*EXERCISE TEXT:*
---*---

While Airmail, as a separate class of mail, was technically replaced by First-Class postage (domestically in 1977 and internationally in 2007), what I receive here in Paris from my mom — or anyone from the United States, for that matter — still arrives via the friendly skies.

The first manila envelope she sent back in April took over a month to land in my boîte aux lettres, and it contained a mask handmade by a friend along with recipes from Real Simple magazine dating back to 2010. My mom, a loyal subscriber ever since the publication debuted in 2000, has a habit of letting the issues pile up in the bathroom. As one of her quarantine projects, she decided to finally go through them all. To her delight, as one of my quarantine projects, I was cooking more than pasta and omelettes with the rest of the world, so she sent me a few to follow: peanut chicken with charred scallions and rice from May 2018, carrot soup with candied almonds from November 2019, and, my favorite, Peruvian-style chicken soup with lime and cilantro from January — just before the pandemic sent the world into hibernation.

Of course, I didn’t have the heart to tell her that I could look up any of these recipes online. They’re now stained with drippings of stock and splashes of sauce and folded up in one of my cookbooks, but that’s what’s so great about tactical things: They leave marks — physical and otherwise. They don't just tell stories; they show them, too.

The next few envelopes included more recipes, plus a conversion chart, so I no longer have to ask her or Siri what 350 degrees Fahrenheit is in Celsius or how many ounces are in, say, 100 grams. After that, came a few gifts: a pink pouch touting my hometown’s zip code, which I never thought I’d be so proud to represent; a lightweight leopard-print button-down, and, of course, even more recipes.

Occasionally, just a regular ole business envelope arrived, like the one containing my renewed license and credit card. I’d anticipated getting them in person, but after weeks of hoping and presuming I’d return in August for my annual New York visit, we decided it was just too risky and complicated.

So, the mail continued.

My favorite had to be the one in which she managed to stuff an actual throw pillow into an oversized envelope. During a trip to Panama in February with my dad, she picked up beautiful embroideries for my sister and me with the intention of turning them into pillow cases. While she’s always been a terrific sewer, hemming our pants at a moment’s notice or replacing a button on a whim, it took her a few months to finish these, especially since she couldn’t get assistance from my more nimble-with-a-thimble 91-year-old grandmother who’s been quarantining solo a town away, let alone figure out how to search YouTube for tutorials. But, eventually, she finished them and a colorful cushion of toucans and flowers now rests on my couch, all the way in Paris.

---*---

*Stored data entries:*
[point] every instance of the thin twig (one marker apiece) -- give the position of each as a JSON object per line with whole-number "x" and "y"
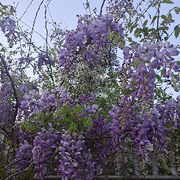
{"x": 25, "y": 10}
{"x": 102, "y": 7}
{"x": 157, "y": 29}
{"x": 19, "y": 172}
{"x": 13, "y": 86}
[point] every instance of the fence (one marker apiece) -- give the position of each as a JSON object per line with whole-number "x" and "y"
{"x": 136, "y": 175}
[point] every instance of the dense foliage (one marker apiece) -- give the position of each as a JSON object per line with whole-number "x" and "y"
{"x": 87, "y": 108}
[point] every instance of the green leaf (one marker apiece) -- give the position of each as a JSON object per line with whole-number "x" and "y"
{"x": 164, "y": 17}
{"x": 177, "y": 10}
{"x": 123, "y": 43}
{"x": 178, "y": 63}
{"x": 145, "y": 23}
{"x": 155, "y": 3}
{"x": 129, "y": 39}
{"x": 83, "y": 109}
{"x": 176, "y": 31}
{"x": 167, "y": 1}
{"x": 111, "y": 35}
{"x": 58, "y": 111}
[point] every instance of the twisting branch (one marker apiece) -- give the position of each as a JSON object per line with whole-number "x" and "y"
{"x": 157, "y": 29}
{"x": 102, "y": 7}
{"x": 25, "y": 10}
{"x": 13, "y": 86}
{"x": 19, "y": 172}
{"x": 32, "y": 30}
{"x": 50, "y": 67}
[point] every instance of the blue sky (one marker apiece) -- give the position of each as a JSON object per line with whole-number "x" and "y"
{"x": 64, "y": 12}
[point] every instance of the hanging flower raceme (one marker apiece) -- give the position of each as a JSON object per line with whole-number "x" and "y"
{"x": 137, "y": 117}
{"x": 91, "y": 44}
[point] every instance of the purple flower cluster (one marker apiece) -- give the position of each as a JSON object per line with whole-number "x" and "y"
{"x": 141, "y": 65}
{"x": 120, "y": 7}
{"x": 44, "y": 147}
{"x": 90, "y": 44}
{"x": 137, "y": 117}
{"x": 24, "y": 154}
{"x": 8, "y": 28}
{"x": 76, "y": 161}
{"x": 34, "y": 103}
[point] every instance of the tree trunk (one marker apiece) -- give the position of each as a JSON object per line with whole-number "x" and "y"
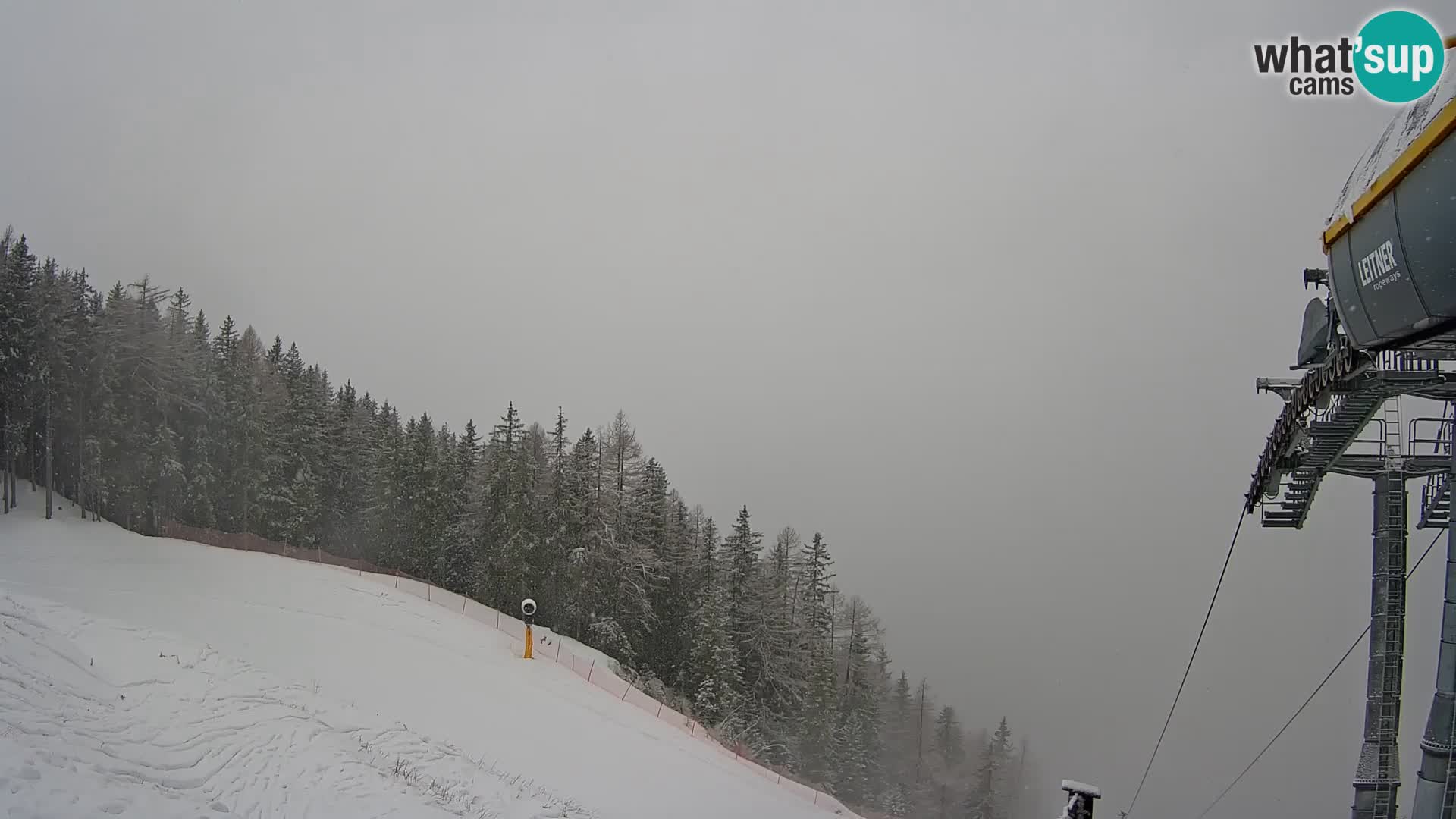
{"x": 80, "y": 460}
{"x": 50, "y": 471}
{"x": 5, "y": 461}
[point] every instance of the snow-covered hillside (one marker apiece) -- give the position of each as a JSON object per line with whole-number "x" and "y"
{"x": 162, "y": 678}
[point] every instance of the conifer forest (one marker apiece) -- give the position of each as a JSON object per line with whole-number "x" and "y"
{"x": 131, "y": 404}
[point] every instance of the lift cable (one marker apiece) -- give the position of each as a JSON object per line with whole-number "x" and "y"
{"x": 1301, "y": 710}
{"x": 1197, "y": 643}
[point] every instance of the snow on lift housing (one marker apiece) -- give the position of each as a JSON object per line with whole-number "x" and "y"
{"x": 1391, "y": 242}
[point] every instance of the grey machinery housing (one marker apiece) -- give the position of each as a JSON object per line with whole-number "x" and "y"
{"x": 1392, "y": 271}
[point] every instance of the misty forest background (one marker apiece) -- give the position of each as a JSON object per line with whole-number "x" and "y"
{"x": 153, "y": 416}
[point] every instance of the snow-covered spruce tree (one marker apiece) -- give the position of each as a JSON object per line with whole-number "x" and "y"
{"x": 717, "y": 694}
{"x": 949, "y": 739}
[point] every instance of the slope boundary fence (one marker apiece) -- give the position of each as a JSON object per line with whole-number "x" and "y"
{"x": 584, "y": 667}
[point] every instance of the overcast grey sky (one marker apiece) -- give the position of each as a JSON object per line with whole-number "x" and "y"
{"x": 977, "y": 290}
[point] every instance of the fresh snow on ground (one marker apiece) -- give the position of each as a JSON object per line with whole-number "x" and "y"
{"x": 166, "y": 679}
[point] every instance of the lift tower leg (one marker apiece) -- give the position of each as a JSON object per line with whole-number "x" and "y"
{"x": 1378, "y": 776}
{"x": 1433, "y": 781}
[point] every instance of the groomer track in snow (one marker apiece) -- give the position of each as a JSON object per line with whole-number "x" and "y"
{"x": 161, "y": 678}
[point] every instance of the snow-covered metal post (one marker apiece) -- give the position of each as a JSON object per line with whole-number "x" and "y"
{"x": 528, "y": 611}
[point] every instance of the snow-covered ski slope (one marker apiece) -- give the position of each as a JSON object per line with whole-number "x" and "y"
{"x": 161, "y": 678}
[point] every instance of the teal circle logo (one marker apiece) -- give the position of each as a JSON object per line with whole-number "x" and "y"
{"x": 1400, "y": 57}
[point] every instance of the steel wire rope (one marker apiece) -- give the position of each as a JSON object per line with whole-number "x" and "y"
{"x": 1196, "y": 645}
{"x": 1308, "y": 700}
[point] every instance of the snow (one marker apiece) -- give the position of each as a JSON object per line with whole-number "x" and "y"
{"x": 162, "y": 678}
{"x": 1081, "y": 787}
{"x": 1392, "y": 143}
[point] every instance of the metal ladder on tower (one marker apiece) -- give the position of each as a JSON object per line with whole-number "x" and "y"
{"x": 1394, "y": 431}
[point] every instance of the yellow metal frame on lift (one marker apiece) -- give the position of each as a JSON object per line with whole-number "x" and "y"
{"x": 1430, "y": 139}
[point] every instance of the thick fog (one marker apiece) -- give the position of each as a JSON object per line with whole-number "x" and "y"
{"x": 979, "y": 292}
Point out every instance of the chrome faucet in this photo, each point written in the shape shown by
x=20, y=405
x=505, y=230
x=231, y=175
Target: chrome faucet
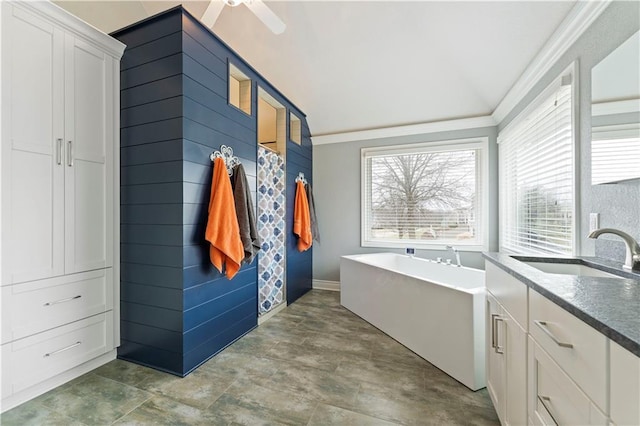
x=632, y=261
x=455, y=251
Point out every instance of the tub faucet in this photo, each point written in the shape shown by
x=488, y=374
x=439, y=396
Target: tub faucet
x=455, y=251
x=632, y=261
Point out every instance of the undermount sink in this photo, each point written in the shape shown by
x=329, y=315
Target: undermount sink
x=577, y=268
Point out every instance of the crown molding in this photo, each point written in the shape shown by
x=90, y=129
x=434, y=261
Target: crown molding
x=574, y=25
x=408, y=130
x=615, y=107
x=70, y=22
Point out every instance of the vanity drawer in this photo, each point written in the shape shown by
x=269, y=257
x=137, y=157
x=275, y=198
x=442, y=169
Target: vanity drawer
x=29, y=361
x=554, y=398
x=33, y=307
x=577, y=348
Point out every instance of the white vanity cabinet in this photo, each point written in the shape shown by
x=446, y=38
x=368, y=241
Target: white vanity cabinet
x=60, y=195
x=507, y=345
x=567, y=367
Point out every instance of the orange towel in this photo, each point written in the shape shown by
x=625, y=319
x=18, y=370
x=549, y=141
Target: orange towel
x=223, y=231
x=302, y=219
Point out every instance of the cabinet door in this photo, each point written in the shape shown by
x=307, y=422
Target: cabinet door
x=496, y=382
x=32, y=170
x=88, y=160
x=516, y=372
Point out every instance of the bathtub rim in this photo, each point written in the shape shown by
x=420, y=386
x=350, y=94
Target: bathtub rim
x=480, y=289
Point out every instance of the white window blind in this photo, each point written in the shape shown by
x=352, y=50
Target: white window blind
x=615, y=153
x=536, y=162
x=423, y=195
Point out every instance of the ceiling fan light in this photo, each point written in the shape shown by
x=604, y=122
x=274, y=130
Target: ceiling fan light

---*---

*WORK TO BE COMPLETED:* Can you continue the essay about the mail arriving in Paris from the United States, starting after its last sentence? You don't need the lines to complete this.

*EXERCISE RESULT:*
Truth be told, we generally only see each other once a year and haven’t yet reached a full 365 days since my last visit over Thanksgiving. Plus, I realize how very lucky I am that we’re all healthy and have the means to live apart, but stay connected via various forms. Still, restrictions beyond our own control can take a toll on our heads and our hearts.

That’s exactly why the occasional mail from my mom means so much. It’s not just the torn-out recipe pages or the craft projects or the fashion accessories. It’s the orange and pink Post-it notes she includes with little else but an “xoxo” or a smiley face. It’s the handwriting that I’d recognize in an instant. It’s knowing she touched what I now touch. She ran her fingers along this flap. Maybe she even sealed it with a kiss — something I couldn’t get in real life without a two-week quarantine anyway.

When you choose to live in a foreign country, there is no "what to do in a pandemic when you can't see your family" guidebook. There are no instructions for finding comfort after executive orders banning travel are issued. So, while she may be terrible at scanning, hasn’t quite gotten the hang of sharing posts on Facebook, and definitely doesn’t hold the phone at an admirable angle during Zoom calls, the woman sends packages like a pro and I couldn't be more thankful. Still, I look forward to the day when I myself can return to sender.